### Set task
Write out only the lines running from the one that contains "figure in train" to the end of the material, both ends included.

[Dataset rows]

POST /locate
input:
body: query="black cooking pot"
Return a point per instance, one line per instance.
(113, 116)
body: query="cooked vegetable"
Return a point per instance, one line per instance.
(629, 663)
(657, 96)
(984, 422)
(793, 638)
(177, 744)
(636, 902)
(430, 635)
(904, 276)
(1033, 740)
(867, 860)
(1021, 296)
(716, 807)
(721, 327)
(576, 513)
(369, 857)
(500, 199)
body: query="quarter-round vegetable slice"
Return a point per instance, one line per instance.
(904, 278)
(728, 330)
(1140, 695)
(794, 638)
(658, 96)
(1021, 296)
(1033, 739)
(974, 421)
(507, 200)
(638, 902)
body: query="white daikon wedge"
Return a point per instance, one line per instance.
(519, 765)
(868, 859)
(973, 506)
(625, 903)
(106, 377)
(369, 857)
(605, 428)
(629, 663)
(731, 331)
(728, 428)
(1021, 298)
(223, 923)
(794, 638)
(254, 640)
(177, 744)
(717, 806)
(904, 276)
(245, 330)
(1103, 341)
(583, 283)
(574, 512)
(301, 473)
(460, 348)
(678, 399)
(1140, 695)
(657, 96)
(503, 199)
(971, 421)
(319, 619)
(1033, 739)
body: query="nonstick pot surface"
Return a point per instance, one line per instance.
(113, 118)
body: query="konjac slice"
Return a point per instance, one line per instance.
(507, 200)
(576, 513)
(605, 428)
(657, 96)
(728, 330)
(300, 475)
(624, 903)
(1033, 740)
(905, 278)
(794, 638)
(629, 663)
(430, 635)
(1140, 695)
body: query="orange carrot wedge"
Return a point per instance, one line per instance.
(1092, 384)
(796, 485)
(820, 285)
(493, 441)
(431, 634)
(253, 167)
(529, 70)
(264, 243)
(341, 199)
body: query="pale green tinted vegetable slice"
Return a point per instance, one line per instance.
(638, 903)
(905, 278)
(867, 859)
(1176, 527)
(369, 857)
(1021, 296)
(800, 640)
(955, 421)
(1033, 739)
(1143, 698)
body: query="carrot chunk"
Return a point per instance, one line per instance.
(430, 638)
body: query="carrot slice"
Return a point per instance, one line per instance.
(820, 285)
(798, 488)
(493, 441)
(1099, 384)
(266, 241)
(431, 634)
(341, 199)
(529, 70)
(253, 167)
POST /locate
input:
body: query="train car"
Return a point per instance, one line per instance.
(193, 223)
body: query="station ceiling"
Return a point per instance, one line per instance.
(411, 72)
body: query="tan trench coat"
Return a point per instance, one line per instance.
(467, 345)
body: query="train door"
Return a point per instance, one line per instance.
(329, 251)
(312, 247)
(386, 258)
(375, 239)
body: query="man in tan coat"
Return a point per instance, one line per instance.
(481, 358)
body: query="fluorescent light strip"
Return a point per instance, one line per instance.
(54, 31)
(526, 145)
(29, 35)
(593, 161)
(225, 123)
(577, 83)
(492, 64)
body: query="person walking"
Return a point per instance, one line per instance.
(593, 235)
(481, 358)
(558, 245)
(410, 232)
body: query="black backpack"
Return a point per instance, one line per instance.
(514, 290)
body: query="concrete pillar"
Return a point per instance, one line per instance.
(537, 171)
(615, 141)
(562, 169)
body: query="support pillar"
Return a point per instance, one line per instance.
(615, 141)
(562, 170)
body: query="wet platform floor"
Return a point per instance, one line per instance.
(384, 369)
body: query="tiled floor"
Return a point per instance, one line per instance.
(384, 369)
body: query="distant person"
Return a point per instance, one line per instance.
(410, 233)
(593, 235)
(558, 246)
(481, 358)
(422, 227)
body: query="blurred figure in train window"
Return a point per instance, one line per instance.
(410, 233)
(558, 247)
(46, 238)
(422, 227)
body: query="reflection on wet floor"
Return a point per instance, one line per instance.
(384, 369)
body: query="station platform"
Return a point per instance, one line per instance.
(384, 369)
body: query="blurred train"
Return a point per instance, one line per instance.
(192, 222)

### Exercise result
body: query="blurred figure in train window"
Return a point per instance, one line per instance.
(410, 233)
(558, 247)
(46, 238)
(422, 227)
body: query="reflection on wet floor"
Return a point per instance, one line per instance.
(384, 369)
body: query="station platform"
Return a point per instance, one line per instance.
(384, 369)
body: query="blurred train"
Return a point per instance, one line per instance.
(192, 222)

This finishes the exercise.